### TRY IT
Starting at the first line of the listing below, repeat each line exactly until the line containing "box as top-left", which you include. Leave out pictures.
--------
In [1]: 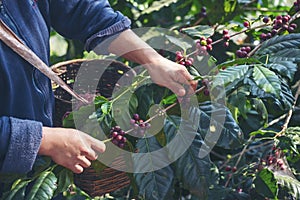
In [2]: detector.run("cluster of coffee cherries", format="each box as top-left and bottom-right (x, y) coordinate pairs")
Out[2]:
(222, 29), (230, 48)
(260, 15), (297, 40)
(175, 51), (194, 67)
(199, 6), (207, 18)
(110, 126), (127, 148)
(196, 37), (213, 54)
(258, 146), (286, 171)
(130, 114), (151, 137)
(294, 0), (300, 12)
(236, 46), (251, 58)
--------
### ANSWER BOX
In [1]: 
In [2]: detector.run("cluster of coffee cherries", format="each box as top-left and bottom-right (x, y) coordinate pairs")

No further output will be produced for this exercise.